== Exercise details ==
Could you retype everything from the line containing "If you could tag each instance of the tree trunk" down to the end of the items, both ends included, character for character? Leave out the pictures.

(Location labeling items)
------------------------------------

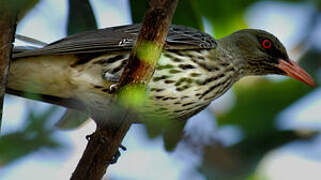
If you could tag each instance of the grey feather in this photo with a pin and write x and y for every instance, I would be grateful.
(121, 38)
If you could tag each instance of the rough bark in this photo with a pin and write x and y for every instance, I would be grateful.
(7, 31)
(105, 141)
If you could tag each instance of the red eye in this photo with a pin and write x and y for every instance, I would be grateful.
(267, 44)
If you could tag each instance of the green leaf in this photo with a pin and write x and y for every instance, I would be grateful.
(81, 17)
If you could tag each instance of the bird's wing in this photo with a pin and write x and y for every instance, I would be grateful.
(120, 38)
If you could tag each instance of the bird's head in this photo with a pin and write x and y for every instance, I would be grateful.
(262, 53)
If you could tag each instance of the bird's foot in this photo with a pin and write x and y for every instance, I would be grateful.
(104, 140)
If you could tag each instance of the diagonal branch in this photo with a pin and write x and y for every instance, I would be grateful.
(104, 143)
(7, 31)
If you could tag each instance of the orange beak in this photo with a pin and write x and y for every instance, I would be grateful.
(293, 70)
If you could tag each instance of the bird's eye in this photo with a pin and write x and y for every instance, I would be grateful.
(267, 44)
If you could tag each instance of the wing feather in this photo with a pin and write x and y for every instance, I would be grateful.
(118, 39)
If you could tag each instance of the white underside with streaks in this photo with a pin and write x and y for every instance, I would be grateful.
(89, 82)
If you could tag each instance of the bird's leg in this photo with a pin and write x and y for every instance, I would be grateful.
(104, 140)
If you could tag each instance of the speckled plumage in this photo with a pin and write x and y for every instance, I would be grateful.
(193, 70)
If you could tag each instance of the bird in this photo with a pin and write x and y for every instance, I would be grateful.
(80, 71)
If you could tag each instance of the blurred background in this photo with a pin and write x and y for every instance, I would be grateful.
(264, 128)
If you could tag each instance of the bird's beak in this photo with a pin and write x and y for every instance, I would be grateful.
(293, 70)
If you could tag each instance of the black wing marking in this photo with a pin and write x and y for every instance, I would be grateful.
(119, 39)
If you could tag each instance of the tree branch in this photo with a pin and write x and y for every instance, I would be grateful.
(104, 143)
(7, 31)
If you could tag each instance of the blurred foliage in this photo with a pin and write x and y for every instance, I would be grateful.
(22, 6)
(34, 135)
(80, 17)
(258, 102)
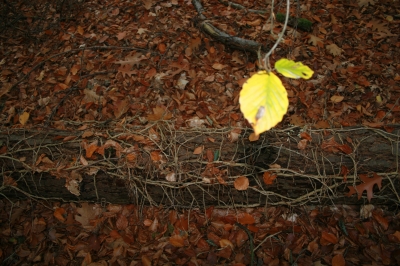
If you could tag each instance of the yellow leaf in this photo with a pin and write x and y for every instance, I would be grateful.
(263, 101)
(23, 118)
(292, 69)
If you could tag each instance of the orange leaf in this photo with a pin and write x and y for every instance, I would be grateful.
(121, 35)
(246, 218)
(381, 220)
(344, 171)
(59, 214)
(146, 261)
(23, 118)
(147, 222)
(305, 135)
(155, 156)
(131, 157)
(269, 178)
(210, 155)
(302, 144)
(367, 185)
(198, 150)
(345, 148)
(338, 260)
(91, 149)
(162, 48)
(253, 137)
(253, 228)
(158, 114)
(241, 183)
(177, 241)
(225, 243)
(114, 234)
(87, 134)
(328, 238)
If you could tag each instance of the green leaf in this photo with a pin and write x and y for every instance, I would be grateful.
(263, 101)
(291, 69)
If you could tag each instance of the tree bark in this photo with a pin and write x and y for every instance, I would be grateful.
(157, 165)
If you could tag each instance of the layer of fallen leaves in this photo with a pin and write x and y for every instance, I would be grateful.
(150, 55)
(34, 232)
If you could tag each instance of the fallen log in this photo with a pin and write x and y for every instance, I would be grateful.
(159, 165)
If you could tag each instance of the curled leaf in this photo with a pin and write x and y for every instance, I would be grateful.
(263, 101)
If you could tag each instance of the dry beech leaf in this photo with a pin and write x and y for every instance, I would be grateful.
(337, 98)
(246, 218)
(241, 183)
(302, 145)
(269, 178)
(147, 222)
(83, 160)
(198, 150)
(254, 137)
(24, 118)
(177, 241)
(154, 225)
(146, 261)
(305, 135)
(59, 214)
(171, 177)
(328, 238)
(87, 134)
(338, 260)
(121, 35)
(225, 243)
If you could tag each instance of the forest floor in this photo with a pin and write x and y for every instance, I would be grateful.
(134, 62)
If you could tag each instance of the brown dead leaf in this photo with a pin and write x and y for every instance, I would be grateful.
(367, 185)
(328, 238)
(302, 144)
(246, 218)
(24, 118)
(159, 113)
(85, 214)
(305, 135)
(177, 241)
(344, 171)
(121, 35)
(120, 108)
(337, 98)
(338, 260)
(225, 243)
(381, 220)
(122, 222)
(269, 178)
(334, 49)
(198, 150)
(241, 183)
(59, 214)
(253, 137)
(148, 4)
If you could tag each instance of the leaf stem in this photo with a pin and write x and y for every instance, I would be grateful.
(266, 57)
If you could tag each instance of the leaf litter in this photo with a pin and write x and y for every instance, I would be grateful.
(353, 50)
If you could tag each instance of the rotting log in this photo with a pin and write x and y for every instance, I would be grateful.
(156, 165)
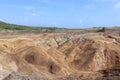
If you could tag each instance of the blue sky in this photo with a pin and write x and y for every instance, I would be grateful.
(61, 13)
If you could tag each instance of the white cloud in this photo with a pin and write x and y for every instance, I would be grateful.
(88, 6)
(106, 0)
(117, 6)
(2, 20)
(81, 22)
(44, 1)
(32, 14)
(28, 7)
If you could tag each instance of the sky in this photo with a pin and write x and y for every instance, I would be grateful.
(61, 13)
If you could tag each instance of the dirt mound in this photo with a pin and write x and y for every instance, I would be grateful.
(62, 56)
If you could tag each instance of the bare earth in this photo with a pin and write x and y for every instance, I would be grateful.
(60, 56)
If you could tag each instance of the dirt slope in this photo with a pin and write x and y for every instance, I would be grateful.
(62, 56)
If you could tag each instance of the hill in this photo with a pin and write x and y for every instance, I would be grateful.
(8, 26)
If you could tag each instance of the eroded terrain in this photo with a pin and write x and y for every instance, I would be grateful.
(60, 56)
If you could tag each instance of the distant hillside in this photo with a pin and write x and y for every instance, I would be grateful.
(7, 26)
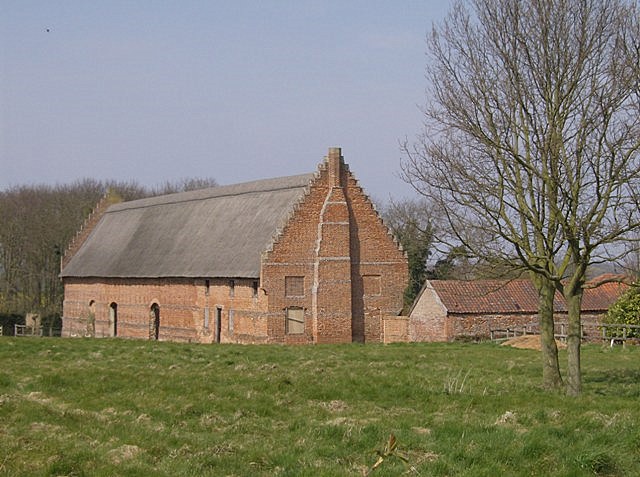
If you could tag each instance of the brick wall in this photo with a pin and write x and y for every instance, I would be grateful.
(350, 270)
(338, 243)
(189, 310)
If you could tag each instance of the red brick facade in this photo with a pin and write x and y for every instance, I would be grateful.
(452, 310)
(330, 276)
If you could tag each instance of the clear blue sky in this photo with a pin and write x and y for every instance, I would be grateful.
(236, 90)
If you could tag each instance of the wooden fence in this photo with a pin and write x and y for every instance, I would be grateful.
(23, 330)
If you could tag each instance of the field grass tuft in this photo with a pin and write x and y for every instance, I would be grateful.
(76, 407)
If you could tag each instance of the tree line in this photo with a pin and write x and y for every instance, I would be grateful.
(531, 145)
(37, 223)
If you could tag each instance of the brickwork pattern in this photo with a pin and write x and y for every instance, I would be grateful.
(333, 240)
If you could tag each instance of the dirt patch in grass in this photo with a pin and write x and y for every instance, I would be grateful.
(529, 342)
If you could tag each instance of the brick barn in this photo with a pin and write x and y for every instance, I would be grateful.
(447, 310)
(300, 259)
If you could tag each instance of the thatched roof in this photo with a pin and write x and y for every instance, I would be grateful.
(217, 232)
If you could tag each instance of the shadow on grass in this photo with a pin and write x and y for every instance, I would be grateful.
(618, 382)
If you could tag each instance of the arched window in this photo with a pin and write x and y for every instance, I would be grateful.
(154, 322)
(113, 319)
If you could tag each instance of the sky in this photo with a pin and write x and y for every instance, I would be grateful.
(156, 91)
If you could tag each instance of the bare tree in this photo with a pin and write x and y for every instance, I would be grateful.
(531, 143)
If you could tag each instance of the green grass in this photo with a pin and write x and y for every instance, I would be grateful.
(74, 407)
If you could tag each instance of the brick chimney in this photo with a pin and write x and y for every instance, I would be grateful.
(334, 160)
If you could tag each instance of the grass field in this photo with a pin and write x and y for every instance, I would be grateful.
(75, 407)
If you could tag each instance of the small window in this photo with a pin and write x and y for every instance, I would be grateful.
(294, 286)
(295, 321)
(371, 285)
(231, 315)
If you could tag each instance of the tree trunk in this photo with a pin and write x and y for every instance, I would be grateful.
(574, 338)
(551, 378)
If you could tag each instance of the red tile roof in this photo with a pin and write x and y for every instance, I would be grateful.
(514, 296)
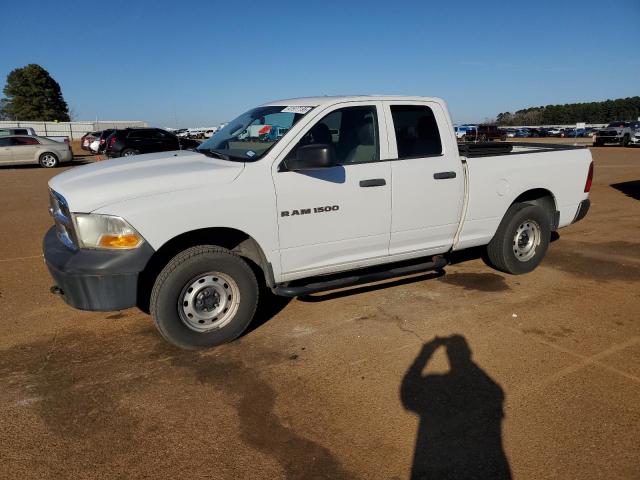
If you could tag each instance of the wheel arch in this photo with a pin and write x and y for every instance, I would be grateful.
(232, 239)
(543, 198)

------------------------------------

== Output of the exercise ==
If you could tag each instance of the tree trunk in this photo with a pin and write x and y for every instance, I would be grateful.
(574, 338)
(551, 378)
If you could tag each instance of the red tile roof in this photo with a pin and write x and y for every instance, I would be grateful.
(514, 296)
If you could tag each instance of the wheel arch in this photo with a pin and write x and y for every instance, I would be grateful.
(232, 239)
(543, 198)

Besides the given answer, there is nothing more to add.